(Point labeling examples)
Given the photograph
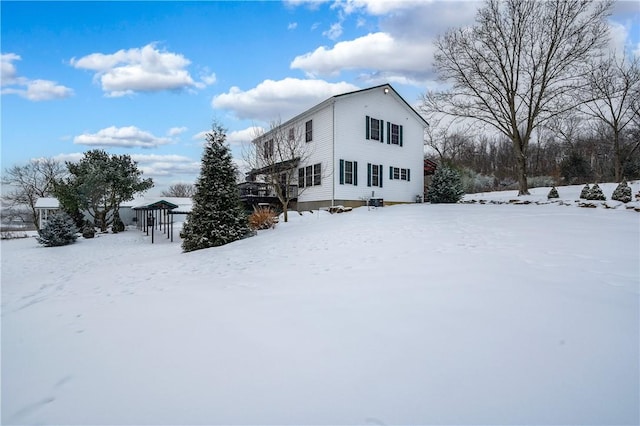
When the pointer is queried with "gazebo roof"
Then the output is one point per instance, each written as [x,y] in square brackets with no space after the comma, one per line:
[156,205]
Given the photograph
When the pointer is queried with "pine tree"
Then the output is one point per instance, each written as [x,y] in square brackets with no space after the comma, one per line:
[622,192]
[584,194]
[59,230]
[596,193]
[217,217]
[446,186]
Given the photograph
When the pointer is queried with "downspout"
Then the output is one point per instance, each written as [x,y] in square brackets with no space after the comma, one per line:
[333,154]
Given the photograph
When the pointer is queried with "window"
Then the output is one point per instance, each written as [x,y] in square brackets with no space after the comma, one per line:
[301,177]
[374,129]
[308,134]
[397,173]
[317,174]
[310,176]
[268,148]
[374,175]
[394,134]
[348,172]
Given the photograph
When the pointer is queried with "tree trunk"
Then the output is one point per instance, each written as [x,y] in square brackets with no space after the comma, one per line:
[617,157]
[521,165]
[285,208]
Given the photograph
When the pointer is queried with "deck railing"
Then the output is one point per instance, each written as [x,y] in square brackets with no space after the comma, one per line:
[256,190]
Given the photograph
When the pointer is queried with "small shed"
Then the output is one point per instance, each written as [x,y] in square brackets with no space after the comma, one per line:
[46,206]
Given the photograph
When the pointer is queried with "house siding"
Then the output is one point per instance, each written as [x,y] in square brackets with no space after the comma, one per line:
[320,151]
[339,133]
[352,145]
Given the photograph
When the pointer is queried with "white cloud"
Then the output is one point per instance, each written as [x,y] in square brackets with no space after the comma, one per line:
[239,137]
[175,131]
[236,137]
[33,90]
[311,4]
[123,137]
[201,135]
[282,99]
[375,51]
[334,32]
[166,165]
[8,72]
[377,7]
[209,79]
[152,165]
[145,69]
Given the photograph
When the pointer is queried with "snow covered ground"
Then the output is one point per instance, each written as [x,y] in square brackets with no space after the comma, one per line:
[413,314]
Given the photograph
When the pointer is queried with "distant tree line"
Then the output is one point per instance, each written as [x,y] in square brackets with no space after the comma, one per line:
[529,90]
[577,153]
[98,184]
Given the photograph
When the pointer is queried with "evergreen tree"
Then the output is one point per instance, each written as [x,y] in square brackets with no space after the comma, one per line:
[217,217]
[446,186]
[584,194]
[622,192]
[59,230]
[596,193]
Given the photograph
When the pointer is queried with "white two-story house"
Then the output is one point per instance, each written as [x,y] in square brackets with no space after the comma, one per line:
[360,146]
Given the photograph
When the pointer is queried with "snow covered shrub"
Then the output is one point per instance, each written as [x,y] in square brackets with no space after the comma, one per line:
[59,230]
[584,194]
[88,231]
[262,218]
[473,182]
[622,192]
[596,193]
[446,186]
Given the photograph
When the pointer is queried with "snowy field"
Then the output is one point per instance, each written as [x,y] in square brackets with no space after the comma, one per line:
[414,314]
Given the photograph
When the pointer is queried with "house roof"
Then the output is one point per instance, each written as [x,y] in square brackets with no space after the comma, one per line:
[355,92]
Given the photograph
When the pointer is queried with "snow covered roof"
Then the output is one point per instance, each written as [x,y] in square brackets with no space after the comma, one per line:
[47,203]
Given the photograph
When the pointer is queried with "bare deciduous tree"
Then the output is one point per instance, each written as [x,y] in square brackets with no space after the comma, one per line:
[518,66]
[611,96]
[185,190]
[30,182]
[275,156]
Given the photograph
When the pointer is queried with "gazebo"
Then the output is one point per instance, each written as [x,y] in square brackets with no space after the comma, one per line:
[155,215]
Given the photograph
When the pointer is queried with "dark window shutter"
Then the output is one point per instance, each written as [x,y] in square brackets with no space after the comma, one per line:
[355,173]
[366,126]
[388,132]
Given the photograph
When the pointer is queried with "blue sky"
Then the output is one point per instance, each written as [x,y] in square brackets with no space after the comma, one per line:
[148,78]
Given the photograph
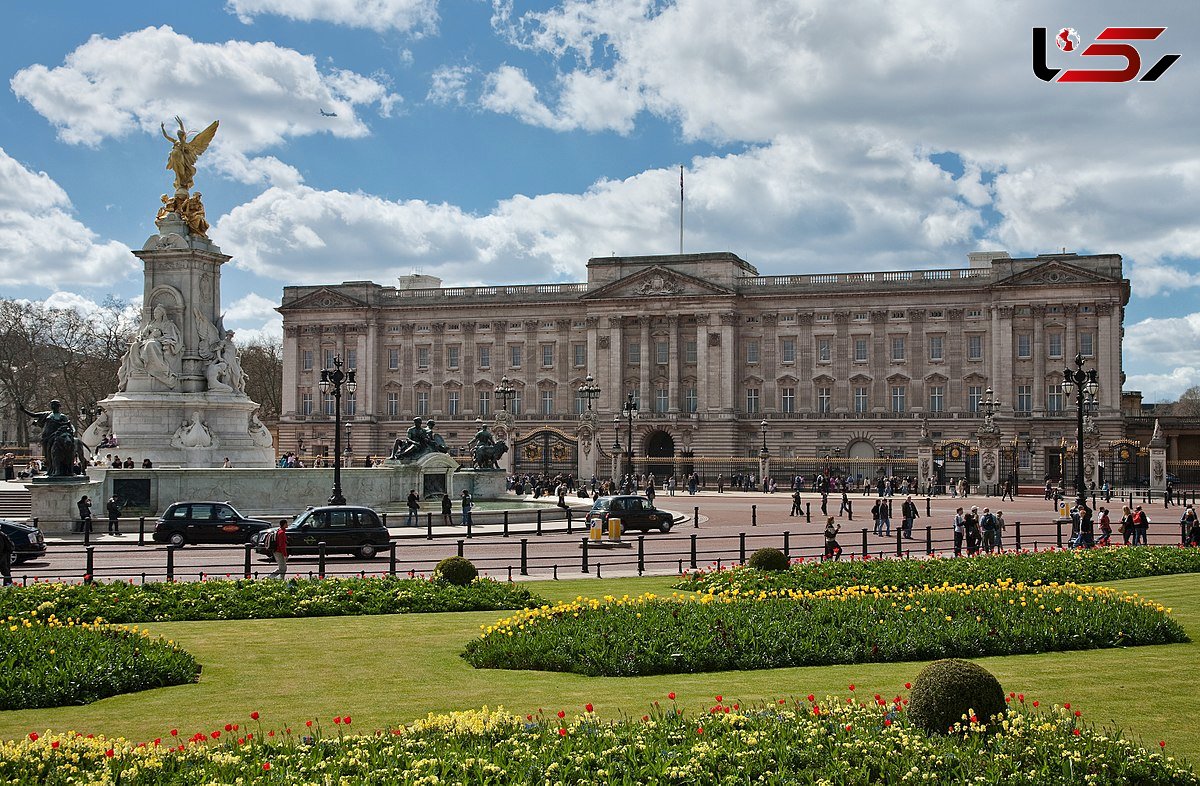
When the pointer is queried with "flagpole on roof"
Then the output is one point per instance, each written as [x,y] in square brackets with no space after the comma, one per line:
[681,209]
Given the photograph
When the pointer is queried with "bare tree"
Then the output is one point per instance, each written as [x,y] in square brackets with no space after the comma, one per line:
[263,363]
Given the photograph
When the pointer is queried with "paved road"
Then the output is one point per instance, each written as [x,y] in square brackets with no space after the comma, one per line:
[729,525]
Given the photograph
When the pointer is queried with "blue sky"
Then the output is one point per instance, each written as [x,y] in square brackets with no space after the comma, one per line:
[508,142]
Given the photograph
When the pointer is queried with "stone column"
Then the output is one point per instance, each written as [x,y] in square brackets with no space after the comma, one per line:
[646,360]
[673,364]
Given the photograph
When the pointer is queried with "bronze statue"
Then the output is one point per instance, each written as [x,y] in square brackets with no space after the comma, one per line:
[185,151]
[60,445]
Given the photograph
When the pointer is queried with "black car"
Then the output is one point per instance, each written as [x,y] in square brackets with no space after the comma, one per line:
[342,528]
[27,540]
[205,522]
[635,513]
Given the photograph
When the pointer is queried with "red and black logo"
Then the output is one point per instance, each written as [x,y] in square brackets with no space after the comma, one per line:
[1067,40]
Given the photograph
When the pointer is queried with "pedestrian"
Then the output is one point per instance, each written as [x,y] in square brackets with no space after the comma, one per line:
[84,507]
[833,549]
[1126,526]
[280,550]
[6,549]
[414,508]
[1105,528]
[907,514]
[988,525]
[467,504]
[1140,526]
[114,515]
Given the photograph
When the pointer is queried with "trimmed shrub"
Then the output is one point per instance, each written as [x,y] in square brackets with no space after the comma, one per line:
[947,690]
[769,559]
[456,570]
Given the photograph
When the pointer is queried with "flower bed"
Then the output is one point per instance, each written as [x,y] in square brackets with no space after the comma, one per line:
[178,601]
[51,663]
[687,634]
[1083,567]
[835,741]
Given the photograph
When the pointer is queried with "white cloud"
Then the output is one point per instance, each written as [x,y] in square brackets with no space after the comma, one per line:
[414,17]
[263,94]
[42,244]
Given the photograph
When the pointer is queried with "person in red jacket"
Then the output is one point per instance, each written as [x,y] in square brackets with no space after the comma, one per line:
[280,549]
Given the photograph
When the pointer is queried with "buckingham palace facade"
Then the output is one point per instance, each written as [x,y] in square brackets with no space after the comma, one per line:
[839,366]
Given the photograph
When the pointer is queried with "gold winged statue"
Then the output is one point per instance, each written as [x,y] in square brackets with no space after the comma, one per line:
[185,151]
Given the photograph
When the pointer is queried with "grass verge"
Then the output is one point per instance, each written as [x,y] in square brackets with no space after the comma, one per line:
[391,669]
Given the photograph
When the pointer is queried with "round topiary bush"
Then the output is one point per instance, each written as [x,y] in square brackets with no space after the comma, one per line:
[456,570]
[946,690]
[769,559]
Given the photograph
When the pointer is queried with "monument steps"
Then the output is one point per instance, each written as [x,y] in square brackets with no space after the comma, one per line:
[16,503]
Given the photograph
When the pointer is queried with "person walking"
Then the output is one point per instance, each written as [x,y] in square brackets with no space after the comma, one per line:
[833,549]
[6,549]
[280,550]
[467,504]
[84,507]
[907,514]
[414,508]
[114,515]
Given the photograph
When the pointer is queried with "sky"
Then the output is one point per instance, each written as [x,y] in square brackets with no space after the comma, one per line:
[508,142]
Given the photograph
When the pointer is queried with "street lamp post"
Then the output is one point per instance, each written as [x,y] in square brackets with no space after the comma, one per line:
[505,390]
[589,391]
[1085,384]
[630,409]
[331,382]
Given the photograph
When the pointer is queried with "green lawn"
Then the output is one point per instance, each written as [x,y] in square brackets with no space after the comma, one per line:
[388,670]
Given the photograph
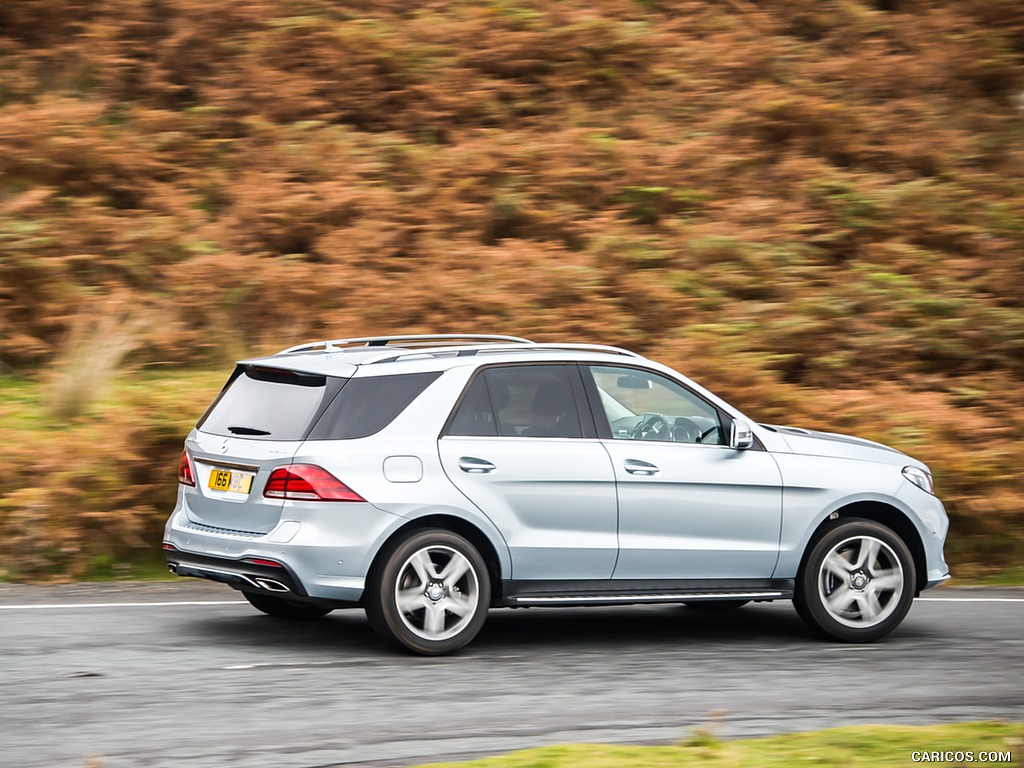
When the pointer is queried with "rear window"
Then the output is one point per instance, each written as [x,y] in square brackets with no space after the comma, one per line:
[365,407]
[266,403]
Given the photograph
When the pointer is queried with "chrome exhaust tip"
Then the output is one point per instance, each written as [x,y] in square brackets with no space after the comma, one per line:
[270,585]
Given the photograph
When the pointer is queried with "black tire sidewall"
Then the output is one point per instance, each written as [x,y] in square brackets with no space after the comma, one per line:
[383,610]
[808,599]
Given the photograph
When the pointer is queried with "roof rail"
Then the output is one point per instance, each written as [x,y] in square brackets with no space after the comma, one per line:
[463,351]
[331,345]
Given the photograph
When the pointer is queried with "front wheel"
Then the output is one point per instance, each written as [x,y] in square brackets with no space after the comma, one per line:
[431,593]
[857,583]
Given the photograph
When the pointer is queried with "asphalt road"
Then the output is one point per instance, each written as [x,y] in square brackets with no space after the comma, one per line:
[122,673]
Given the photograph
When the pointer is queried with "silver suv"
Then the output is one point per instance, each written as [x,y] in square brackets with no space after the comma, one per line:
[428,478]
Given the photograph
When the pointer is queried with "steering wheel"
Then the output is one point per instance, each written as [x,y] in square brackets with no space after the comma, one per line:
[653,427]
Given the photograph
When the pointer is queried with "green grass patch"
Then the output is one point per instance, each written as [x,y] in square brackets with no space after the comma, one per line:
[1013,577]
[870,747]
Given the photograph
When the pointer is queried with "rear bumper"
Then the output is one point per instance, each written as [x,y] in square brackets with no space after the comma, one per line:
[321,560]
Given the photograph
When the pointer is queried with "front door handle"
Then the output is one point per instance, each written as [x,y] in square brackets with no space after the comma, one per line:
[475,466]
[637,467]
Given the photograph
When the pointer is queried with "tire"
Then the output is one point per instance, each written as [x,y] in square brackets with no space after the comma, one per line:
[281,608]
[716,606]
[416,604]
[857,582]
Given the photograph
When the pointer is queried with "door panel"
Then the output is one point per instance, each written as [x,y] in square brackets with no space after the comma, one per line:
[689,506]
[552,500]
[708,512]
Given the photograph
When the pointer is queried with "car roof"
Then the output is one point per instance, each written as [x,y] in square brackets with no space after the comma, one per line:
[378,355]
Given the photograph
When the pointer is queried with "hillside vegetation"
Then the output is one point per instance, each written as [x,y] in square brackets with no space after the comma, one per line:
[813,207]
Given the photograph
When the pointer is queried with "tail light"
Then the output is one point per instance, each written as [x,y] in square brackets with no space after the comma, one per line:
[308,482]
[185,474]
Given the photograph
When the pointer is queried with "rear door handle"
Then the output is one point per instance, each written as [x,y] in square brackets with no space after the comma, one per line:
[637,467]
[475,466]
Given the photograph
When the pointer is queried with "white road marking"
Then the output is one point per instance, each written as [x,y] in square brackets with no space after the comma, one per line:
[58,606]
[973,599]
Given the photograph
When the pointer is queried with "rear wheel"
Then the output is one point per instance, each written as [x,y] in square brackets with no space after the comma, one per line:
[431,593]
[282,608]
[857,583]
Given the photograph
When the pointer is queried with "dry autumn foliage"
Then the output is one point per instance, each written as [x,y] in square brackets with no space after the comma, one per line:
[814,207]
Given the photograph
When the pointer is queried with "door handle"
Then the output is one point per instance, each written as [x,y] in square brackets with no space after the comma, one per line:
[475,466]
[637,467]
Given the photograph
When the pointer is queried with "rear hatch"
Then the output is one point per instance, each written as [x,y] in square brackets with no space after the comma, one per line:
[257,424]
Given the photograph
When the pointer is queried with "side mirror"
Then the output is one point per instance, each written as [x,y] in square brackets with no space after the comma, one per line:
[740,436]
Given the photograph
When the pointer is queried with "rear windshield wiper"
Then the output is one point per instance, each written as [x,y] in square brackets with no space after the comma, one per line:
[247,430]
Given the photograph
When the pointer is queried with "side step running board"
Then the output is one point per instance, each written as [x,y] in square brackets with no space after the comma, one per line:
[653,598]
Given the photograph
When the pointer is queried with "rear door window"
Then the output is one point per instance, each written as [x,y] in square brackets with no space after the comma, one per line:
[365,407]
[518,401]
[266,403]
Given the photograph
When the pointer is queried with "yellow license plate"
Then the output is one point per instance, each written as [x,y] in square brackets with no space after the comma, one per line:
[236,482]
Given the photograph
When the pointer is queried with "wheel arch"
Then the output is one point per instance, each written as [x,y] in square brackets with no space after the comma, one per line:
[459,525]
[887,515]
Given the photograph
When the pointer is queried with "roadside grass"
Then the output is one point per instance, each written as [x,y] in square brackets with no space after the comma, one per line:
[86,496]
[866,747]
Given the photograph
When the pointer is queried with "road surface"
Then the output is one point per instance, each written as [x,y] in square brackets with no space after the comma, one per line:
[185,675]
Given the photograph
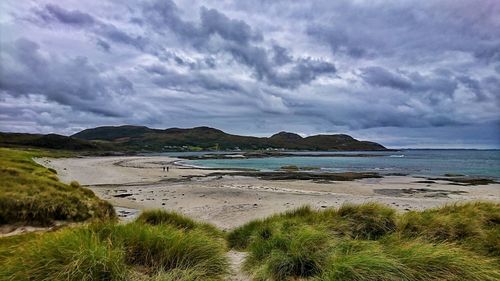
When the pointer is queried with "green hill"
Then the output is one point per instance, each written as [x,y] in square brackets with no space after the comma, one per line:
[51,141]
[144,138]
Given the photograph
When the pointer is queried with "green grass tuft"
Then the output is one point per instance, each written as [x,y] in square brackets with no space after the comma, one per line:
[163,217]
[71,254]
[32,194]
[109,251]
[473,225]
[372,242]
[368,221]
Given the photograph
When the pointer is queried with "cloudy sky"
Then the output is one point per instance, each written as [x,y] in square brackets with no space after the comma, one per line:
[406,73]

## WHAT IS NEEDED:
How many lines in the data above contain the string "window"? Case must match. Reply with the number alone.

## WRITTEN ANSWER:
4